**DOCUMENT PASSAGE**
——————

It's racist to say that you only want to marry someone in your own race
Question Posted Saturday February 25 2012, 2:07 pm
Why don't people realize this? Hear me out, to get the full scope of what I'm talking about. I can tell if you responded without actually reading what I wrote. I'm genuinely interested in your response, whether it's positive or negative. I thought for some time about this.
Because it's essentially saying that even if someone was the perfect guy for you; you shared common interests, he treated you very well, you found him very attractive, etc. he wouldn't even be an option, because of his race. There's nothing racist if someone happens to only date within their race because out of the people they've met, the ones they connect the best with are within their race. But to say that you only want to date within your race is racist, even if you have friends outside of your race, because it implies that even if you happened to connect with someone very well, you wouldn't think they're good enough for marriage, for a very shallow reason. And just because you haven't met someone outside of your race that you could really connect with doesn't mean that it could never happen.
It's racist to want to stay within your race to "make sure your kids look almost exactly like you" as it is to want to date outside of your race, to "make sure your kids look different from you". they're both just as racist, and superficial. People like this shouldn't even have kids, to pass on such stupid beliefs. If you love your daughter's blonde hair and blue eyes more than you love her personality, or the fact that she's your daughter and shares half your DNA, you have issues.

——————

**WORK REQUEST 1**
Please answer these questions about the forum post:
(a) On what date was it posted?
(b) When does the writer say it is not racist to date only within one's race?
(c) What two words does the writer use for both wanting your kids to look like you and wanting them to look different from you?
**WORK REQUEST 2**
Repeat the forum post word for word from "Because it's essentially" to "could never happen.".
The items after this are separate from the forum post.

——————

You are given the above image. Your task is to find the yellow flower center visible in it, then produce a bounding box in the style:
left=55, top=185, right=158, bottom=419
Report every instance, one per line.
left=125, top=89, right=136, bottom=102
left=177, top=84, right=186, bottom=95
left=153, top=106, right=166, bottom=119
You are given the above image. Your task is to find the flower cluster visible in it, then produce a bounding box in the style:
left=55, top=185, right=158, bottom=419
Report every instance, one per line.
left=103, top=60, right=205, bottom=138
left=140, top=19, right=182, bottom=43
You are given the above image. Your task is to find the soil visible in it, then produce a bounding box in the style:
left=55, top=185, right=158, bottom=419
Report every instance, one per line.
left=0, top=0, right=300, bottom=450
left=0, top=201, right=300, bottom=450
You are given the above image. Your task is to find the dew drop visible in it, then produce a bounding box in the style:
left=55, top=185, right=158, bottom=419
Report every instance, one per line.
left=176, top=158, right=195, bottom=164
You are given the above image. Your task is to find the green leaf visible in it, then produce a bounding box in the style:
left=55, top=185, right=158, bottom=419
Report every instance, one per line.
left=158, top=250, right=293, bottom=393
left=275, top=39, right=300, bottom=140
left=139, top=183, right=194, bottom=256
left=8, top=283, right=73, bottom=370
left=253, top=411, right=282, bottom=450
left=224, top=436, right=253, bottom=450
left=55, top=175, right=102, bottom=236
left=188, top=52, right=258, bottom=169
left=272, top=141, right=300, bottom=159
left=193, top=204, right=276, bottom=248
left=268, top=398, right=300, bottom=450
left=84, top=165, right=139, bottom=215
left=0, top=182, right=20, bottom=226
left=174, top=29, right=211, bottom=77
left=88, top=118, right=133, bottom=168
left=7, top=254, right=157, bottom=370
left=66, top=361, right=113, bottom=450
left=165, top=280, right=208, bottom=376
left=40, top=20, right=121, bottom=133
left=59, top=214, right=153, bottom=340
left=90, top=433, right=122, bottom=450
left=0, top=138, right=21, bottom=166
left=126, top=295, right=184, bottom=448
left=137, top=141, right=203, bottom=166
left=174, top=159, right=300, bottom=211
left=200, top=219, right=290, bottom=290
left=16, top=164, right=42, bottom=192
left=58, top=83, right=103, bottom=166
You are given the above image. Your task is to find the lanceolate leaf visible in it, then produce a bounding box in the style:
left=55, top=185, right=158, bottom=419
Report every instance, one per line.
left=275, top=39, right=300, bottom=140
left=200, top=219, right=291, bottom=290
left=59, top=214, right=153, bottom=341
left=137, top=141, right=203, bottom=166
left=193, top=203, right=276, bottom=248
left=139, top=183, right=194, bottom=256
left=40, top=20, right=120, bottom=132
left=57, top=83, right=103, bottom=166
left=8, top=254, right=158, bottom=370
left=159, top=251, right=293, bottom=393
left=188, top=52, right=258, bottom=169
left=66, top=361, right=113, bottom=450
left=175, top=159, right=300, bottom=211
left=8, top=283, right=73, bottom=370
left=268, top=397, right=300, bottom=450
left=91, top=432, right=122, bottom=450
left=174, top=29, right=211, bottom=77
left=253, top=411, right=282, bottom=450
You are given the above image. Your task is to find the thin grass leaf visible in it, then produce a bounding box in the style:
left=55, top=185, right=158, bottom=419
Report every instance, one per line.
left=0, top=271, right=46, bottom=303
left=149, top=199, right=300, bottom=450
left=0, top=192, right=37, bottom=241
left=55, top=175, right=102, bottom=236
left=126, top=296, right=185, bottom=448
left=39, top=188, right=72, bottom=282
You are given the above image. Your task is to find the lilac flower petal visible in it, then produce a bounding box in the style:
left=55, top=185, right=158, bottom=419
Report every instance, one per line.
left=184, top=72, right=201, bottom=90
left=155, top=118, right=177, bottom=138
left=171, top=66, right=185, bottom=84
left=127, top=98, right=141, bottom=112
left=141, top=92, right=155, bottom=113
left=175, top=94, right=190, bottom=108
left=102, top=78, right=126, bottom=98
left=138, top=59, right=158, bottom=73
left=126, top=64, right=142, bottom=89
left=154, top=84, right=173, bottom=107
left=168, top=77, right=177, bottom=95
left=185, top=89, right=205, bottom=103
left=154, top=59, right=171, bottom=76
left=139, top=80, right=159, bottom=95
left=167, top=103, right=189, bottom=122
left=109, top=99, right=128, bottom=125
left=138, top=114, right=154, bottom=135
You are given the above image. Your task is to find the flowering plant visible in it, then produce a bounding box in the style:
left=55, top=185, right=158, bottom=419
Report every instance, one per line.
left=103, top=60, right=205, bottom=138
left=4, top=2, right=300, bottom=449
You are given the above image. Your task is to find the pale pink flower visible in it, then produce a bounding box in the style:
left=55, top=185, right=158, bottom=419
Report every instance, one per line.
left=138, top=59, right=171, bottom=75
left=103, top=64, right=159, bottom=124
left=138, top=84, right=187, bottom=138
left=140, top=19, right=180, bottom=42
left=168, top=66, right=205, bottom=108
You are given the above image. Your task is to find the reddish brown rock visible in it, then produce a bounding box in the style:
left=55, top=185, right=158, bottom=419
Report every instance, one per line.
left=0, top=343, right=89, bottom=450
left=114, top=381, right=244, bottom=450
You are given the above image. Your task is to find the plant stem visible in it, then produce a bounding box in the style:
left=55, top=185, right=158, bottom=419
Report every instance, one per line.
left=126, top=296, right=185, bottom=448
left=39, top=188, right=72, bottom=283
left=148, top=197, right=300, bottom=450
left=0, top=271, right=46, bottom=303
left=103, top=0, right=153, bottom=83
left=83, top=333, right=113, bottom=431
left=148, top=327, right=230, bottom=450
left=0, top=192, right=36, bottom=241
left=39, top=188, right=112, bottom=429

——————

**ANSWER SECTION 1**
(a) Saturday, February 25, 2012, at 2:07 pm.
(b) When, out of the people they've met, the ones they connect with best are within their race.
(c) Racist and superficial.

**ANSWER SECTION 2**
Because it's essentially saying that even if someone was the perfect guy for you; you shared common interests, he treated you very well, you found him very attractive, etc. he wouldn't even be an option, because of his race. There's nothing racist if someone happens to only date within their race because out of the people they've met, the ones they connect the best with are within their race. But to say that you only want to date within your race is racist, even if you have friends outside of your race, because it implies that even if you happened to connect with someone very well, you wouldn't think they're good enough for marriage, for a very shallow reason. And just because you haven't met someone outside of your race that you could really connect with doesn't mean that it could never happen.